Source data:
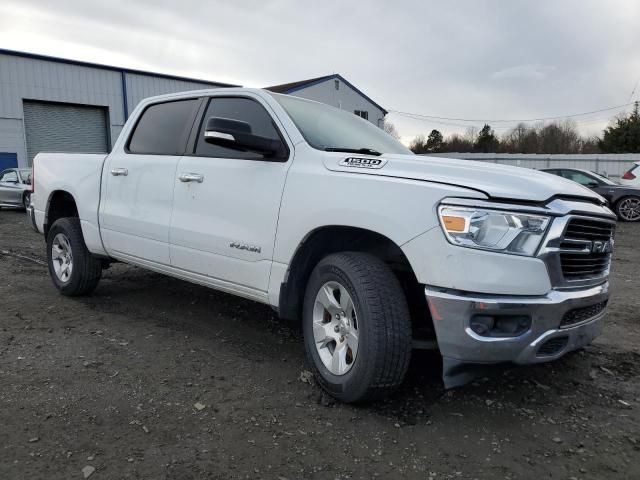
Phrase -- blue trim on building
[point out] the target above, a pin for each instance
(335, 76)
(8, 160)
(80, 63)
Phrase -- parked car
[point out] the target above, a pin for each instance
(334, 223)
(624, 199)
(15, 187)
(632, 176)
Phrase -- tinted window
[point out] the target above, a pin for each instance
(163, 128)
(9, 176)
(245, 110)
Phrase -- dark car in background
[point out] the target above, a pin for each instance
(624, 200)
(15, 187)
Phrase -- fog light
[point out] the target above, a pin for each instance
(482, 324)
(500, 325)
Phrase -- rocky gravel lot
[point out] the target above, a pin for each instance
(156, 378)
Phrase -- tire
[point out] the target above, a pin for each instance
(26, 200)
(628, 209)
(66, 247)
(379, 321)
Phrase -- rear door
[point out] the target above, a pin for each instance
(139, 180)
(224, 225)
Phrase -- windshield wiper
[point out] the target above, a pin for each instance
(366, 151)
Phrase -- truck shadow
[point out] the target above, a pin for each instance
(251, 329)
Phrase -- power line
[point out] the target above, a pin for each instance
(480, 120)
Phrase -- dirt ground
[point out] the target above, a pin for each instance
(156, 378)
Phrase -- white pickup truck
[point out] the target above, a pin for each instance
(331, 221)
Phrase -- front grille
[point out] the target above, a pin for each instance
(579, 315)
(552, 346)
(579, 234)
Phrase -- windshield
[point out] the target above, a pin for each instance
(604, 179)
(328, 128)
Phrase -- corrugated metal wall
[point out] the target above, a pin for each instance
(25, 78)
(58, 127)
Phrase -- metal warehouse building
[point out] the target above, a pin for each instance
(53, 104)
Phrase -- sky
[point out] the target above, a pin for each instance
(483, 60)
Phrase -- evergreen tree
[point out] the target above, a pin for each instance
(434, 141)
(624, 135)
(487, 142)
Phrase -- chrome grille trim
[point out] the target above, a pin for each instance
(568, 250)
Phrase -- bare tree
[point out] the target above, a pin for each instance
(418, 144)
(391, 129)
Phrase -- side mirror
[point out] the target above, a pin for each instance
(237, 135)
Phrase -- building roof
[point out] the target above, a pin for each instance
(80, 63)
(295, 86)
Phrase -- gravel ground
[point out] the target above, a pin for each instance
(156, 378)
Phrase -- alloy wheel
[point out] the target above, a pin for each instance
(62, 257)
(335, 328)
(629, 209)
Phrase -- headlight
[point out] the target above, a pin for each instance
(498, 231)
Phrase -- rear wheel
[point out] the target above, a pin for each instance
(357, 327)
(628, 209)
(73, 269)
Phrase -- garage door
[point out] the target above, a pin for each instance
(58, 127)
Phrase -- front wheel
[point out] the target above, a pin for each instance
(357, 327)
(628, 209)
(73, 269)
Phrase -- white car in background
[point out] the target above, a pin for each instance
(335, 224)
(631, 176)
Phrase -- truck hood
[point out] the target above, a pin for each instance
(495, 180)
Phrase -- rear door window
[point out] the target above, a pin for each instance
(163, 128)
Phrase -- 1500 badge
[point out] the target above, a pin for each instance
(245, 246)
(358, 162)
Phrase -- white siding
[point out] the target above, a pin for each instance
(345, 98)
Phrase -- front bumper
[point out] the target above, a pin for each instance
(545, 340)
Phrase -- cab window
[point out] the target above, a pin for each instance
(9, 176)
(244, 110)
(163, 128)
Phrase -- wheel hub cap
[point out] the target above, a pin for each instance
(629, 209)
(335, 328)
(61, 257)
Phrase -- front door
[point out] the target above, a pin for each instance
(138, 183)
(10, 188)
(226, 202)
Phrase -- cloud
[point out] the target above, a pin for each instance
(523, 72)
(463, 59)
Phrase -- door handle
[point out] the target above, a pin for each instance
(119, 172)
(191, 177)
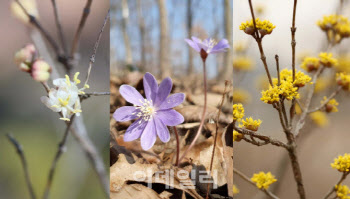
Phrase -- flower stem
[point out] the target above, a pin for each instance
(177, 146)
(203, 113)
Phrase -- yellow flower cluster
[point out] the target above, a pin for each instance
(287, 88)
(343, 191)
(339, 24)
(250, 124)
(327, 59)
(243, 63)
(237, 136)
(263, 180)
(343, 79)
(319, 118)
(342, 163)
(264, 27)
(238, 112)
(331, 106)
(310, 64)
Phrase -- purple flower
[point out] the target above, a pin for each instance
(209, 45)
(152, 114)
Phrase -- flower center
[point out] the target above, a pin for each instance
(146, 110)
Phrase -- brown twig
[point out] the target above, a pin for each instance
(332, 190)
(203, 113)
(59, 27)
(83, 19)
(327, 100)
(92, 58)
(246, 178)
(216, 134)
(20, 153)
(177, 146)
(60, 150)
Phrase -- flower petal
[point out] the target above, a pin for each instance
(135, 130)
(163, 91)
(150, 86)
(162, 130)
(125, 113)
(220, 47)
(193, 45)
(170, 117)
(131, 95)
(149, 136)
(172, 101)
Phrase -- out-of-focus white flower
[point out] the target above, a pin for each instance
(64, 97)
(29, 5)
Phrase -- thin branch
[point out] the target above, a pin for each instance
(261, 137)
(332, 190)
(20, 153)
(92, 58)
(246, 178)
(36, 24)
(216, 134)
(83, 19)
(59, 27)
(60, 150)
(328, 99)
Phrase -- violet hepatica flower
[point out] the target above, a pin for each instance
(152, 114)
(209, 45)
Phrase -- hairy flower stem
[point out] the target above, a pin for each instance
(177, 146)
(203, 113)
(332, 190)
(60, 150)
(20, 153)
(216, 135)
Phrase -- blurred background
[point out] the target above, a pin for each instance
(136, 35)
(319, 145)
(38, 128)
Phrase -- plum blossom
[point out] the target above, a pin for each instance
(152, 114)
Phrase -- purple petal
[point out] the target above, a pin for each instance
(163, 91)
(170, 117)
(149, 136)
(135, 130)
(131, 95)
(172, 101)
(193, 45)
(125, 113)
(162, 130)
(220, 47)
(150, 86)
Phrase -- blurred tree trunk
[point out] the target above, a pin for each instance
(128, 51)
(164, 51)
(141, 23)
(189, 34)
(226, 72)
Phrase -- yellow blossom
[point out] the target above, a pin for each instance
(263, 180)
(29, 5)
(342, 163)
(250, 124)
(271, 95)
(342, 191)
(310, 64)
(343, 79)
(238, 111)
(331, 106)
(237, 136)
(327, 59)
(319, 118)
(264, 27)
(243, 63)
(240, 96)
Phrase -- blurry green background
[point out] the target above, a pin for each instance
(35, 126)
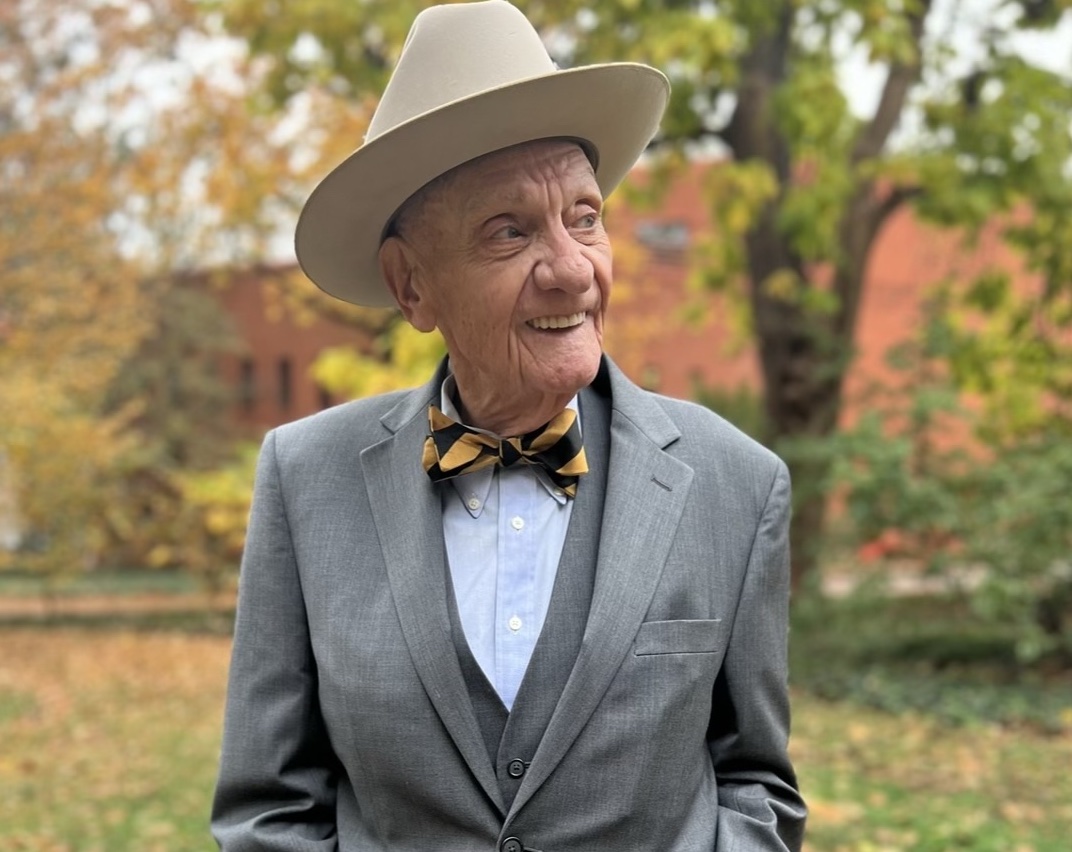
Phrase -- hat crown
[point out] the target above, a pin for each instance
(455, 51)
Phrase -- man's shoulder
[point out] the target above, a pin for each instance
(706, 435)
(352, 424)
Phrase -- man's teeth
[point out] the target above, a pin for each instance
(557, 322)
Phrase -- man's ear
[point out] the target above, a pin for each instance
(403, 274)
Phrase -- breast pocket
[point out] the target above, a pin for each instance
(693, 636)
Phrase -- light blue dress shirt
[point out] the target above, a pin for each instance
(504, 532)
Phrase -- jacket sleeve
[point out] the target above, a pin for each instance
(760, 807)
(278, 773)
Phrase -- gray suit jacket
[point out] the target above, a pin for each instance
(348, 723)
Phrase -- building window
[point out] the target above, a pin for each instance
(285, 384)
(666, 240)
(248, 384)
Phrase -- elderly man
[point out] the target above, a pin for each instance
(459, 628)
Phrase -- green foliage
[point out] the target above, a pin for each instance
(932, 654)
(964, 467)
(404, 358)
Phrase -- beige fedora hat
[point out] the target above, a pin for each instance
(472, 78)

--

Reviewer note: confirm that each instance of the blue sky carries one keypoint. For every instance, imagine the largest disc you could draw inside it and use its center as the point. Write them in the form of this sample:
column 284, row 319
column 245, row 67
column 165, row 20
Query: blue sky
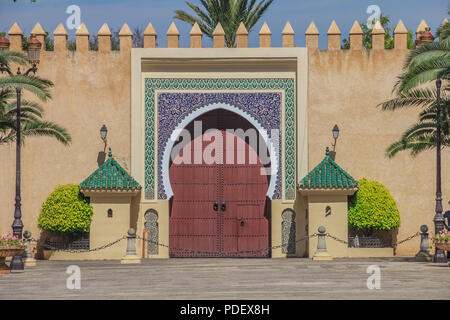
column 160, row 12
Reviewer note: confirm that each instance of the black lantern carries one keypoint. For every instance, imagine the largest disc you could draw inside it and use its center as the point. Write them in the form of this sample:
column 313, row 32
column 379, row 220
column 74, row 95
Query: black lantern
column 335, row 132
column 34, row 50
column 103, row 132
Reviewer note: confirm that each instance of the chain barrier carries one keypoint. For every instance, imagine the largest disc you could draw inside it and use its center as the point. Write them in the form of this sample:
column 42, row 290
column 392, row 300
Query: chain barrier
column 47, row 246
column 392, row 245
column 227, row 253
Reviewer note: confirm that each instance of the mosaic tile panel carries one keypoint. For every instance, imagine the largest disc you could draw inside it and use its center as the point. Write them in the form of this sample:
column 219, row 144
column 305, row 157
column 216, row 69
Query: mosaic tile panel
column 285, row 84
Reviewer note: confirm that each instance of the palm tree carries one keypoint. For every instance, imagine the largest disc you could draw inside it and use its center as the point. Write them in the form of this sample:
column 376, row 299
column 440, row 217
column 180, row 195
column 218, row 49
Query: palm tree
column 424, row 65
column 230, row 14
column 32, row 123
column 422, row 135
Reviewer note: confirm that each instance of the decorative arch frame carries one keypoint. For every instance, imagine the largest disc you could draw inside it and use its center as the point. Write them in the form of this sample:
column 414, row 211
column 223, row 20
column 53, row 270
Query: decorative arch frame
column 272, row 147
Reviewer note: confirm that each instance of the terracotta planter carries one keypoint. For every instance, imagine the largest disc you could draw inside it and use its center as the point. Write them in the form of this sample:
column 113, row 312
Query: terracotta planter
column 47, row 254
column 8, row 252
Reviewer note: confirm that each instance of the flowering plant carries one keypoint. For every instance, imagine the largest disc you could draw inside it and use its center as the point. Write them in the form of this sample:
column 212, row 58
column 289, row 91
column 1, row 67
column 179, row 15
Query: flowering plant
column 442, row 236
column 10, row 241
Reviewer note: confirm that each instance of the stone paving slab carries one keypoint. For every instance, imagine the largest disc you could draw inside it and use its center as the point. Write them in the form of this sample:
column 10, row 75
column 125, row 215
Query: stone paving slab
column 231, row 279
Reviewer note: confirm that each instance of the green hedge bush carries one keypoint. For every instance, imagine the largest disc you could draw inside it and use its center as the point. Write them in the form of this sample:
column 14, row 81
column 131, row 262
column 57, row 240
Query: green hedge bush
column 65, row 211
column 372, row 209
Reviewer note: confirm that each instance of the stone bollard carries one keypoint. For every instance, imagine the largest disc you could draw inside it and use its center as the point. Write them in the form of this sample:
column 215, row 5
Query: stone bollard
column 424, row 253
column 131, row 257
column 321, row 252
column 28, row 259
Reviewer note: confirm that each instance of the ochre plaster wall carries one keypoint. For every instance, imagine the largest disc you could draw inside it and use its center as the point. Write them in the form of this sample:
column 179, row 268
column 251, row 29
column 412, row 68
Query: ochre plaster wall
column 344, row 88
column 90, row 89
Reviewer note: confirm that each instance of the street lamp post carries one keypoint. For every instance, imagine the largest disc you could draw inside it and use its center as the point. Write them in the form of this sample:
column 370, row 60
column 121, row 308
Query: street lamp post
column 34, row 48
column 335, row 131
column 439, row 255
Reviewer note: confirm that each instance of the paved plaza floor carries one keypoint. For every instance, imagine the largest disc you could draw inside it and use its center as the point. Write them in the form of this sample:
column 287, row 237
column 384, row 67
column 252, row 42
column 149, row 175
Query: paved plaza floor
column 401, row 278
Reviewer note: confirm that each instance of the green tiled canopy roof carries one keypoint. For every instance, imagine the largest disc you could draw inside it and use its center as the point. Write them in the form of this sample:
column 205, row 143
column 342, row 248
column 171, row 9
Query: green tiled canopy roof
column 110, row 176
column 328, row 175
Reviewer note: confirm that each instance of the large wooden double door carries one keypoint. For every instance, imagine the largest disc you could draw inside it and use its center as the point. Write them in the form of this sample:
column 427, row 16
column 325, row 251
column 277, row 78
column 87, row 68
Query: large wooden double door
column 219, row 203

Goal of the exercise:
Above are some records; extract exactly the lines from the one containing "Phrase -- white siding" through the one containing "Phrase -- brown twig" and drop the pictures.

Exercise response:
Phrase -- white siding
[point out] the target above, a pin for each instance
(345, 98)
Phrase -- front bumper
[point out] the target above, a pin for each instance
(545, 340)
Phrase -- cab window
[point out] the target above, a pin for each instance
(9, 176)
(244, 110)
(163, 128)
Phrase -- wheel hub cap
[point out] the target above, a pin for each instance
(629, 209)
(335, 328)
(61, 257)
Phrase -- front door
[point out] the target above, a pin for each instance
(138, 183)
(10, 188)
(226, 202)
Phrase -- cloud
[point out] the target above, a pin for each instance
(523, 72)
(463, 59)
Phrase -- door handle
[point out] the target above, a pin for each instance
(119, 172)
(191, 177)
Phrase -- flower stem
[point out] the target above, a pin for each instance
(177, 146)
(203, 113)
Phrase -- yellow flower cluster
[point out] the target above, a pin for each instance
(287, 88)
(343, 191)
(339, 24)
(250, 124)
(327, 59)
(243, 63)
(237, 136)
(263, 180)
(343, 79)
(319, 118)
(342, 163)
(264, 27)
(238, 112)
(331, 106)
(310, 64)
Phrase -- purple flower
[point out] the target above, a pin for each instance
(209, 45)
(152, 114)
Phrase -- flower center
[point out] the target above, a pin for each instance
(146, 110)
Phrase -- brown twig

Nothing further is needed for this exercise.